→ Text section
## Begin
-1

I am working in a project named "Handwritten Math Evaluation". So what basically happens in this is that there are 11 classes of (0 - 9) and (+, -) each containing 50 clean handwritten digits in them. Then I trained a CNN model for it with 80 % of data used in training and 20 % using in testing of model which results in an accuracy of 98.83 %. Here is the code for the architecture of CNN model:

import pandas as pd 
import numpy as np 
import pickle 
np.random.seed(1212) 
import keras 
from keras.models import Model 
from keras.layers import *
from keras import optimizers 
from keras.layers import Input, Dense 
from keras.models import Sequential 
from keras.layers import Dense 
from keras.layers import Dropout 
from keras.layers import Flatten 
from keras.layers.convolutional import Conv2D 
from keras.layers.convolutional import MaxPooling2D 
from keras.utils import np_utils 
from keras import backend as K  
from keras.utils.np_utils import to_categorical 
from keras.models import model_from_json
import matplotlib.pyplot as plt
model = Sequential() 
model.add(Conv2D(30, (5, 5), input_shape =(28,28,1), activation ='relu')) 
model.add(MaxPooling2D(pool_size =(2, 2))) 
model.add(Conv2D(15, (3, 3), activation ='relu')) 
model.add(MaxPooling2D(pool_size =(2, 2))) 
model.add(Dropout(0.2)) 
model.add(Flatten()) 
model.add(Dense(128, activation ='relu')) 
model.add(Dense(50, activation ='relu'))
## End
→ Material provided
## Begin
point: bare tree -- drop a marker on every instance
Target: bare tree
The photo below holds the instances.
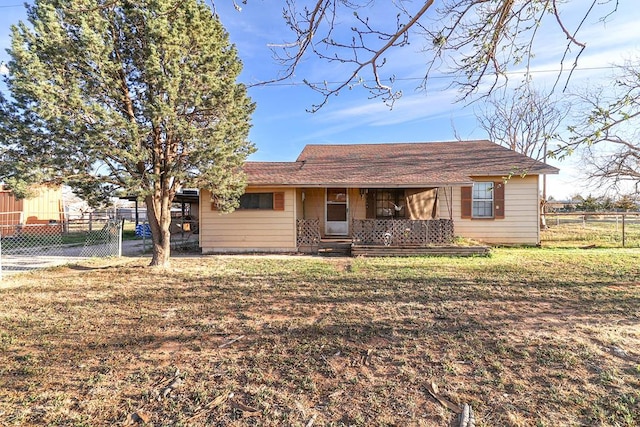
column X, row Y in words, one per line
## End
→ Requests
A - Answer these questions from the handwritten math evaluation post:
(i) How many classes of handwritten symbols does the project use?
(ii) What accuracy did the trained CNN model reach?
(iii) What rate is passed to the Dropout layer in the code?
B - Write the next part of the handwritten math evaluation post, picking up right after its last code line.
The lines are material separate from the text.

→ Outputs for the tasks
A -
(i) 11
(ii) 98.83 %
(iii) 0.2

B -
model.add(Dense(12, activation ='softmax')) 
# Compile model 
model.compile(loss ='categorical_crossentropy', 
            optimizer ='adam', metrics =['accuracy']) 
model.fit(X_train, y_train, epochs=1000)

Now each image in dataset is preprocessed as follows:

import cv2
im = cv2.imread(path)
im_gray = cv2.cvtColor(im,cv2.COLOR_BGR2GRAY)
ret, im_th = cv2.threshold(im_gray, 90, 255, cv2.THRESH_BINARY_INV)
ctrs, hier = cv2.findContours(im_th.copy(), cv2.RETR_EXTERNAL, cv2.CHAIN_APPROX_SIMPLE)
rects = [cv2.boundingRect(ctr) for ctr in ctrs]
rect = rects[0]
im_crop =im_th[rect[1]:rect[1]+rect[3],rect[0]:rect[0]+rect[2]]
im_resize = cv2.resize(im_crop,(28,28))
im_resize = np.array(im_resize)
im_resize=im_resize.reshape(28,28)

I have made an evaluation function which solves simple expression like 7+8 :-

def evaluate(im):
    s = ''
    data = []
    im_gray = cv2.cvtColor(im, cv2.COLOR_BGR2GRAY)
    ret, im_th = cv2.threshold(im_gray, 90, 255, cv2.THRESH_BINARY_INV)
    ctrs, hier = cv2.findContours(im_th.copy(), cv2.RETR_EXTERNAL, cv2.CHAIN_APPROX_SIMPLE)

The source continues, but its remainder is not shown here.